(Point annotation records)
========================================================================
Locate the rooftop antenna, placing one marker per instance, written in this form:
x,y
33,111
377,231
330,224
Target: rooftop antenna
========================================================================
Quote every line of the items above verbatim.

Locate the rooftop antenna, placing one marker per instance, written in this form:
x,y
33,111
377,231
330,224
Target: rooftop antenna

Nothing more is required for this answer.